Görev hedefi
Aşağıdaki veride "distant" dizgesini içeren tüm satırları bulun ve her birini değiştirmeden kopyalayın.

[Bir veri kümesinden öğeler]

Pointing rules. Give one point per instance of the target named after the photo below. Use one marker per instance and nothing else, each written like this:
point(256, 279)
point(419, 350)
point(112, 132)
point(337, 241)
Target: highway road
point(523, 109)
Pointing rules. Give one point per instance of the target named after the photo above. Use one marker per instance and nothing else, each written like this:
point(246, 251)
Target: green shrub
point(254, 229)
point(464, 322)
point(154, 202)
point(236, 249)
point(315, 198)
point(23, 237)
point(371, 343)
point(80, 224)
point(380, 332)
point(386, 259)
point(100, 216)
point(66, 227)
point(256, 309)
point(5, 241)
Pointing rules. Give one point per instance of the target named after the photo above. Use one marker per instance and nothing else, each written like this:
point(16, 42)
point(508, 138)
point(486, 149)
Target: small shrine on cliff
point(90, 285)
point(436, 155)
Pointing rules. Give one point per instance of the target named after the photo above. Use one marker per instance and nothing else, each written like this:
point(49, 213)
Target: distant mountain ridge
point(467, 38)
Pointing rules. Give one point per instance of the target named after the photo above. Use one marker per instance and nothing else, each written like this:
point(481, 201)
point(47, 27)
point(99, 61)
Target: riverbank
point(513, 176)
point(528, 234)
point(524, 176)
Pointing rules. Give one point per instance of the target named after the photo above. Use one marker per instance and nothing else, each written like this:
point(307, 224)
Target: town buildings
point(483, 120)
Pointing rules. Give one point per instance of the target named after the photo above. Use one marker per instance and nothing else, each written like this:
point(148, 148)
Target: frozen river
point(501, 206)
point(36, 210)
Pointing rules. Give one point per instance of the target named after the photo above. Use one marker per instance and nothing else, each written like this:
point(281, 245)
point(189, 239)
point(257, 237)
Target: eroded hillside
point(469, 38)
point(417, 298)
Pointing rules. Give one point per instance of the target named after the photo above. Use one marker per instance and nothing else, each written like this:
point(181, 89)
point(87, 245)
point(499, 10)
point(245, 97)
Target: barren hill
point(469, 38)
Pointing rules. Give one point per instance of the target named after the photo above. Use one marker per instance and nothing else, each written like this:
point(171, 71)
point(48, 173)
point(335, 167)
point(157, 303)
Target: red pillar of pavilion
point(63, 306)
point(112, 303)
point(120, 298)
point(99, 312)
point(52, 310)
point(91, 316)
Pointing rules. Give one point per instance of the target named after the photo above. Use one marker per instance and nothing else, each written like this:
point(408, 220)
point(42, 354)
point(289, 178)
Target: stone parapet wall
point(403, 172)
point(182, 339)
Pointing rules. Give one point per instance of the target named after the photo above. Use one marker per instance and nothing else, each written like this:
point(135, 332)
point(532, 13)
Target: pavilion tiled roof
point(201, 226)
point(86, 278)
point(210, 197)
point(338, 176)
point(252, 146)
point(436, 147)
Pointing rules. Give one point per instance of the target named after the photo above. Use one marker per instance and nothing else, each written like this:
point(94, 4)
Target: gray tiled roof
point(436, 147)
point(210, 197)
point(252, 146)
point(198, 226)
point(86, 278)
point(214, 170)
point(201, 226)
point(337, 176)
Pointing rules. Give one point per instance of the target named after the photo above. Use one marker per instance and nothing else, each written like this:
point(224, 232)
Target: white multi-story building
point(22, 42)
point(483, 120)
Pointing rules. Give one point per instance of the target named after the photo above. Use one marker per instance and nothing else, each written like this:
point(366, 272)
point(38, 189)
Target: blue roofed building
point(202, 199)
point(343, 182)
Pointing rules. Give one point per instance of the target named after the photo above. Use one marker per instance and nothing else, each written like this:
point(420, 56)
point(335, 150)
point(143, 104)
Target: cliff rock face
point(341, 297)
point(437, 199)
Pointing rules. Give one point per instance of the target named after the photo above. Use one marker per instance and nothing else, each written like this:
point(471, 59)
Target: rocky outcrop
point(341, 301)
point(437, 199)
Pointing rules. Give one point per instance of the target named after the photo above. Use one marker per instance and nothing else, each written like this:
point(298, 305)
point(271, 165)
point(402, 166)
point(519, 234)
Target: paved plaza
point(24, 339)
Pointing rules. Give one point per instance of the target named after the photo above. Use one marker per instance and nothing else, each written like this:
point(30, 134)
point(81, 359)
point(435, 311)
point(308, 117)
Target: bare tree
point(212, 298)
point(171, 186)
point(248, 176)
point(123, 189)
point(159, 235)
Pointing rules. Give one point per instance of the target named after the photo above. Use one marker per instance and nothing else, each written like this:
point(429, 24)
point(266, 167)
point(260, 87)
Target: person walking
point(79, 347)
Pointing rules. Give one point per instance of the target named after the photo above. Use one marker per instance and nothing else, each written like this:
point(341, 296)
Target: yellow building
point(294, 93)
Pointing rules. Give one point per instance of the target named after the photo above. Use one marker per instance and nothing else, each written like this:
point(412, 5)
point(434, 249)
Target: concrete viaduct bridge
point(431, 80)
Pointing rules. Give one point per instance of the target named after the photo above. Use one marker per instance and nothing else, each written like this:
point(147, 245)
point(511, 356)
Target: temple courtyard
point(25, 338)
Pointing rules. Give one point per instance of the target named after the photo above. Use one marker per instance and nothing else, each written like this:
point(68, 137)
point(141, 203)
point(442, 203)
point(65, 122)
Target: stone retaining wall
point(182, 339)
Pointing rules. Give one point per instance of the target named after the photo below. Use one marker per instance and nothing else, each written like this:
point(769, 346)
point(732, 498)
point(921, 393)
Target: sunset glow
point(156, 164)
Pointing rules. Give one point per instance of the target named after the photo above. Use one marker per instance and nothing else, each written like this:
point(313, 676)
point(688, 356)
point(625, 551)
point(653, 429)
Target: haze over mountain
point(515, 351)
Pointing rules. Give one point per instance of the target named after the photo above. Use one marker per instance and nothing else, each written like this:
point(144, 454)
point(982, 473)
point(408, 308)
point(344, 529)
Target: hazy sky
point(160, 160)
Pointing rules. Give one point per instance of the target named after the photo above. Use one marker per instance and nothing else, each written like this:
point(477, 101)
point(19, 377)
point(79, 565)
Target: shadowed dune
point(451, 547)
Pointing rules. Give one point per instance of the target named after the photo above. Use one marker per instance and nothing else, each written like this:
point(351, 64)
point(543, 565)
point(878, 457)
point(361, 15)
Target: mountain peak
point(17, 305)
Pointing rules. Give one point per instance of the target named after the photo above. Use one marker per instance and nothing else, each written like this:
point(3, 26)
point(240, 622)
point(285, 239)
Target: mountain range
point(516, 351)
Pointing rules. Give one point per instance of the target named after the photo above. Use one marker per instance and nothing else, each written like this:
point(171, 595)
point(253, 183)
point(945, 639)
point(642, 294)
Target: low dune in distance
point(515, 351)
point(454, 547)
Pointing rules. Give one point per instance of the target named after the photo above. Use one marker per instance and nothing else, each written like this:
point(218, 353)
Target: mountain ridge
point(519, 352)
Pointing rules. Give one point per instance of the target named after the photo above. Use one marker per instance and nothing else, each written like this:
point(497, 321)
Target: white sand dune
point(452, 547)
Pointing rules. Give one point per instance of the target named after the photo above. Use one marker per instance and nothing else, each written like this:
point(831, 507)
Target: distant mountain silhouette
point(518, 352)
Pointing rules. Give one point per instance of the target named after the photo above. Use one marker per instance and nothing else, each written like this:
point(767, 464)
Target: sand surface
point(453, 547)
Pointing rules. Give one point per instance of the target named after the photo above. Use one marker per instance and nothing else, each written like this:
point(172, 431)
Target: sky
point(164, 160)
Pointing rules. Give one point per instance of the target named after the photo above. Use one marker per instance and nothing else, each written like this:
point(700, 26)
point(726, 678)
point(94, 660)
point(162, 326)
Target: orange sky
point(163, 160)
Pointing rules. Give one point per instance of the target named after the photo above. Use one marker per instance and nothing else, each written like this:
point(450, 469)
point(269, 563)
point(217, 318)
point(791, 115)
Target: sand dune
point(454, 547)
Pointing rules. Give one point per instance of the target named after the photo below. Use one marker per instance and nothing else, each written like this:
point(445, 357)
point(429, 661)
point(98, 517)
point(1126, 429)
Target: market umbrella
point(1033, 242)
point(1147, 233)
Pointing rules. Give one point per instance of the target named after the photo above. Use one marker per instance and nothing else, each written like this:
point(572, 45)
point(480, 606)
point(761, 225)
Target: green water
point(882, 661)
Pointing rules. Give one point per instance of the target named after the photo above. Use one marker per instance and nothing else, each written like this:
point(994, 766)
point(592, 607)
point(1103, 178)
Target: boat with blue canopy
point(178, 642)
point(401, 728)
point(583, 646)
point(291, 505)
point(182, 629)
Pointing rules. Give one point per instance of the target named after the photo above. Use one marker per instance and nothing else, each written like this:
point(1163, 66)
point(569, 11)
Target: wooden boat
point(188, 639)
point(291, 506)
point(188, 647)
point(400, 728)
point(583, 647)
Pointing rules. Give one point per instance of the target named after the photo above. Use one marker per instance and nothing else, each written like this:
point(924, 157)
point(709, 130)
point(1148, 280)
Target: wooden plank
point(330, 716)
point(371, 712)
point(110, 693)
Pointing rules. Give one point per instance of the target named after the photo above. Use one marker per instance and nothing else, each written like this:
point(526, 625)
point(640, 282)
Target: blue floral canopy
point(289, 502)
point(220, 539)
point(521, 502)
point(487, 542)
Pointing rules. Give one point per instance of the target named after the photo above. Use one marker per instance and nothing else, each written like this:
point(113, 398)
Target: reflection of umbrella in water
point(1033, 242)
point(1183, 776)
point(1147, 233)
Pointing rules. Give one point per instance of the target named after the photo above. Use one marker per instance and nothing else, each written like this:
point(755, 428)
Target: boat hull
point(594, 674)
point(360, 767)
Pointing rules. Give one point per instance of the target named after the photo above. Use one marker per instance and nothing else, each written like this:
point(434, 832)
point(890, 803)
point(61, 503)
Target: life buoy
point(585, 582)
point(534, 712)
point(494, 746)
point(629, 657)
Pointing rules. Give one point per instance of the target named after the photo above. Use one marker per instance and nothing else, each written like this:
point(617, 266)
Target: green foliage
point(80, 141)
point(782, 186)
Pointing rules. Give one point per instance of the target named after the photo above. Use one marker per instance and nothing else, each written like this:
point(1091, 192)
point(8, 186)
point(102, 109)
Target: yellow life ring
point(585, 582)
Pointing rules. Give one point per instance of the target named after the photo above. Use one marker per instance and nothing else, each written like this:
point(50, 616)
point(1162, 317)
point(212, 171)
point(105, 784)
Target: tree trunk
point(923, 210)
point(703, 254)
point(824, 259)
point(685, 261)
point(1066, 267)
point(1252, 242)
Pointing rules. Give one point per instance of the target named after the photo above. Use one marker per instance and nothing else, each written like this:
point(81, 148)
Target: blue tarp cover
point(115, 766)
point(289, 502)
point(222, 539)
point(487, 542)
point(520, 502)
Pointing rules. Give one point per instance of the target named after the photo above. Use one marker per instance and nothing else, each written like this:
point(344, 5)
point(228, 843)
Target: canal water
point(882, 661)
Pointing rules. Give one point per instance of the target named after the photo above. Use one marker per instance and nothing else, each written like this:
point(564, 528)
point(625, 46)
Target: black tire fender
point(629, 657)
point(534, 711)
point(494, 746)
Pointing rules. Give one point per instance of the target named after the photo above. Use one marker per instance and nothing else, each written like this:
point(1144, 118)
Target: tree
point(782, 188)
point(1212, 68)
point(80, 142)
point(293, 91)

Görev çıktısı
Target: distant mountain ridge
Target: distant mountain silhouette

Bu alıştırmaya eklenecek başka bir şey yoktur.